Tareas ::
**a)** Enumera los elementos que, según el texto sobre el fiordo de Tasermiut, forman la hermosa combinación del corazón del fiordo.
**b)** Por favor, convierte en una lista breve el párrafo del texto sobre el fiordo de Tasermiut que empieza con «Tras una húmeda y delicada maniobra», conservando sus datos principales.

Una pequeña embarcación pesquera me conduce junto a un fuerte equipo murciano de amigos de siempre, formado por José Luis Clavel, José Matas y Pepe Seiquer, al corazón del fiordo de Tasermiut, una hermosa combinación de mar, glaciares, granito, cascadas y vegetación.

Al fondo, cortado en sección, el imponente escalón helado del «inlandsis», o glaciar del interior, que cubre casi totalmente la isla, alcanzando en algunos puntos hasta tres kilómetros de espesor.

Tras una húmeda y delicada maniobra, desembarcamos con la ayuda de una frágil chalupa auxiliar. Acordamos con el capitán que nos recoja dentro de cuatro semanas. El patrón mira la pared con estupefacción e incredulidad, y nos lanza con generosidad un manojo de pescado de salazón. A estos verdaderos maestros del arte de vivir y sobrevivir en la naturaleza que son los esquimales e inuits, les cuesta trabajo entender que, sin ninguna necesidad, abandonemos la seguridad y el confort de nuestros hogares para complicarnos la vida en la amenazadora silueta de su Suikarsuak («la montaña donde sopla el viento»).

[Datos de anclaje de objetos mediante lenguaje natural]
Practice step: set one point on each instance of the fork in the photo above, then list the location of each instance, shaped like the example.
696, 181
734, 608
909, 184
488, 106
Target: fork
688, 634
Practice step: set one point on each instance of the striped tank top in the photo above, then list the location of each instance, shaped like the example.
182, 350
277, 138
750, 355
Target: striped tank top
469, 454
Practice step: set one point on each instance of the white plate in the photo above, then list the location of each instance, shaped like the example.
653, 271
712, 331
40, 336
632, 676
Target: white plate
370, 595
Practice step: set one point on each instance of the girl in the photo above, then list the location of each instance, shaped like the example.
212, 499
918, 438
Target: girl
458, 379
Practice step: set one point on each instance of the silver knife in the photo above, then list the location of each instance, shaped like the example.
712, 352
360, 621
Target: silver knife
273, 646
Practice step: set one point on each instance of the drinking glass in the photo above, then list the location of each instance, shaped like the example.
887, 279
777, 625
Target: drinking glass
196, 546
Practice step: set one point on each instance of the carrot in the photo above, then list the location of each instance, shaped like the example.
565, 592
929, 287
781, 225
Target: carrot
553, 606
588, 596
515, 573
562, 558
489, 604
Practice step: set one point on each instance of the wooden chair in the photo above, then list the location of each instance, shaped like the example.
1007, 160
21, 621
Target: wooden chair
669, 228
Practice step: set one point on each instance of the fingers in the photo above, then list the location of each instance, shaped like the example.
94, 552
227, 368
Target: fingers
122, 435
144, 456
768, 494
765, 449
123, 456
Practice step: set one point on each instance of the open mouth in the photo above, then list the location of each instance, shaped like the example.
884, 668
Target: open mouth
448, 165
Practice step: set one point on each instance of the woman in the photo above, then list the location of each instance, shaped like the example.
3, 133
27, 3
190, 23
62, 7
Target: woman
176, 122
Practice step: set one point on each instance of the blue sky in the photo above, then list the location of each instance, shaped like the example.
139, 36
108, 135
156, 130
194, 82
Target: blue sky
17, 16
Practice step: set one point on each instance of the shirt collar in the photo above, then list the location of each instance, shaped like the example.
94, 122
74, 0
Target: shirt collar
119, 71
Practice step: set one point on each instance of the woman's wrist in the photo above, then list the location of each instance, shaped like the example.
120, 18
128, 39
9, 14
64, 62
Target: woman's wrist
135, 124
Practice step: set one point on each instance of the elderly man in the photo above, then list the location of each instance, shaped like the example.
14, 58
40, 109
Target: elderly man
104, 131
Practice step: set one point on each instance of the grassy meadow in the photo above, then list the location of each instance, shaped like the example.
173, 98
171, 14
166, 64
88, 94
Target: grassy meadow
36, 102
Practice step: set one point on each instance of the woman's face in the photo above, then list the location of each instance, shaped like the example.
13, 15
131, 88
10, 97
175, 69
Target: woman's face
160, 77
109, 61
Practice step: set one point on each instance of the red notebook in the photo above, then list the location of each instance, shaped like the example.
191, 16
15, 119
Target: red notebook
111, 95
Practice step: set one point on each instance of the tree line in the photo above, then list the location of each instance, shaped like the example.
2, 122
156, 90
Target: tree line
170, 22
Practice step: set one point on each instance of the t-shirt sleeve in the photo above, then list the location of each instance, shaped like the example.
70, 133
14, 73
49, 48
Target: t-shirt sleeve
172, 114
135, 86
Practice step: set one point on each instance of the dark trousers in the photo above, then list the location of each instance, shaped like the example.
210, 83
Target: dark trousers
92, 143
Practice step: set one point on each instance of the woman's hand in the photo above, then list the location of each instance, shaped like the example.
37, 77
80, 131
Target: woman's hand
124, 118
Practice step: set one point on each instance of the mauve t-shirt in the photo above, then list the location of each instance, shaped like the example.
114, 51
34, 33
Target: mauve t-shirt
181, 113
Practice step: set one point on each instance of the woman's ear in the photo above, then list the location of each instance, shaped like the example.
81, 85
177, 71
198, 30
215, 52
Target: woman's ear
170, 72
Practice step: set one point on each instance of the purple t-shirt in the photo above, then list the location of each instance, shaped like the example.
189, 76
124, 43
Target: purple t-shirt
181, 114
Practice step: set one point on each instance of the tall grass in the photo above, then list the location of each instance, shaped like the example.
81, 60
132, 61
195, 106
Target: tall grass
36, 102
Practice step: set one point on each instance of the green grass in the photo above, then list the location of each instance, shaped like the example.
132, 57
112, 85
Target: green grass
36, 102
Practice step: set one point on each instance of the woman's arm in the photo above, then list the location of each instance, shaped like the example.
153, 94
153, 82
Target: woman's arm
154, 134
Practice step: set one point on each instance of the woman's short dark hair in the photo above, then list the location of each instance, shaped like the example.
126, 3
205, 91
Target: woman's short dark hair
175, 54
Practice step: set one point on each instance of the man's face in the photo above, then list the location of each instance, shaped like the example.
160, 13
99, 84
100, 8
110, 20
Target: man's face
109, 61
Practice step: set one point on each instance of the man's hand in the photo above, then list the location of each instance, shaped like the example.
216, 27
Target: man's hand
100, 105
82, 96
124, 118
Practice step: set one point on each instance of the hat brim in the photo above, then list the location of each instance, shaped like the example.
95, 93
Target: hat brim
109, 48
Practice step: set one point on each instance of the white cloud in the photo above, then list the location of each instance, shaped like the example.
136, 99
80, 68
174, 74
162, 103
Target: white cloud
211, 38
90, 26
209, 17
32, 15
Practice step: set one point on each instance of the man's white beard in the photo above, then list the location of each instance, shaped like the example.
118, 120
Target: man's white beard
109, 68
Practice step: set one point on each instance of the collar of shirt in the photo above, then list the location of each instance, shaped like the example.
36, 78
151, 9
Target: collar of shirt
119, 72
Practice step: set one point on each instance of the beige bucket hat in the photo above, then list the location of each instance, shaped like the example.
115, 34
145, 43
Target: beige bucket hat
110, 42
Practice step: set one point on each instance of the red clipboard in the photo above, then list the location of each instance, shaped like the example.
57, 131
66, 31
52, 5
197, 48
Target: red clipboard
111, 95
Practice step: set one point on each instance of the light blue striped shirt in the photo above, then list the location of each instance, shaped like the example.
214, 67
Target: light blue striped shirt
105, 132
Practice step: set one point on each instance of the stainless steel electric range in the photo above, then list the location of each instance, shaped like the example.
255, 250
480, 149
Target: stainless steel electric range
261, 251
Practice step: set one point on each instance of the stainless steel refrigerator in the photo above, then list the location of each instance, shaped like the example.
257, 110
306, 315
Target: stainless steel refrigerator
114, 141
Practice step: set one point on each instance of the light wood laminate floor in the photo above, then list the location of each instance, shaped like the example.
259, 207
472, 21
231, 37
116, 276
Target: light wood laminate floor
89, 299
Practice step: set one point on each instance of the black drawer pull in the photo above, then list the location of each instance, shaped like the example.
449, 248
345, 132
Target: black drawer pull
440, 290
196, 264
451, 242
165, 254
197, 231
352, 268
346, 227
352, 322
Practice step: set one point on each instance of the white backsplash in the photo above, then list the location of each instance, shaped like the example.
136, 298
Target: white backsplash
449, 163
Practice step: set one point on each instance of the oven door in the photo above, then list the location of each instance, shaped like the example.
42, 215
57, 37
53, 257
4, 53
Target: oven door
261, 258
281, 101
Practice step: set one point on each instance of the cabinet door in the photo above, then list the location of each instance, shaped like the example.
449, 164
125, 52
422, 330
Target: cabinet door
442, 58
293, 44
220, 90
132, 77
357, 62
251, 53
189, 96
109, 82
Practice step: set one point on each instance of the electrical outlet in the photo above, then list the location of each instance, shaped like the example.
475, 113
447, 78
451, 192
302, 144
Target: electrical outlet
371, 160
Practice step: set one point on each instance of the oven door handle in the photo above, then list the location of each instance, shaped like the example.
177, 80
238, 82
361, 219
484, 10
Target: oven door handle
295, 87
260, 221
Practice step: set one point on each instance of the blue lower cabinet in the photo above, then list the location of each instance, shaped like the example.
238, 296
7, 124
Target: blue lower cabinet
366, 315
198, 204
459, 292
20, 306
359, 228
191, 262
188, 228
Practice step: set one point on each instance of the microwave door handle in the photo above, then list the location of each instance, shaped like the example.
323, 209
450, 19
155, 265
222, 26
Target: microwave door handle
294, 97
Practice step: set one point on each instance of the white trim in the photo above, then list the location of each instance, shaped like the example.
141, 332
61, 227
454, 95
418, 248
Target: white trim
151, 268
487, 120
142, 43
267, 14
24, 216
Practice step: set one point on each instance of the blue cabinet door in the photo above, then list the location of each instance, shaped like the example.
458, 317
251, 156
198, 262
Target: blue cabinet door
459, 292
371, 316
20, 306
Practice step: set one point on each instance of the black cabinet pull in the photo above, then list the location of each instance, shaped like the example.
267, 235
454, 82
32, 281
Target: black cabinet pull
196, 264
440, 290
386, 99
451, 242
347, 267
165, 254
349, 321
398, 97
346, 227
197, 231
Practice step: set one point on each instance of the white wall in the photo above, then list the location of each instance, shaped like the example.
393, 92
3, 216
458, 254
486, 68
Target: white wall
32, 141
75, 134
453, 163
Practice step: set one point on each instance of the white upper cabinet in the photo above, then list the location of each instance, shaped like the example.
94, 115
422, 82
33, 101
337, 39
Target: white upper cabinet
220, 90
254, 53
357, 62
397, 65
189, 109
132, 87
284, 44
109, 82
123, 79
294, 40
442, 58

Respuestas por tarea ::
**a)**
- mar
- glaciares
- granito
- cascadas
- vegetación

**b)**
- Desembarcamos tras una maniobra húmeda y delicada, con ayuda de una frágil chalupa auxiliar.
- Acordamos con el capitán que nos recoja dentro de cuatro semanas.
- El patrón mira la pared con estupefacción e incredulidad y nos lanza un manojo de pescado de salazón.
- A los esquimales e inuits, maestros del arte de vivir y sobrevivir en la naturaleza, les cuesta entender que, sin necesidad, dejemos la seguridad y el confort de nuestros hogares para complicarnos la vida en su Suikarsuak («la montaña donde sopla el viento»).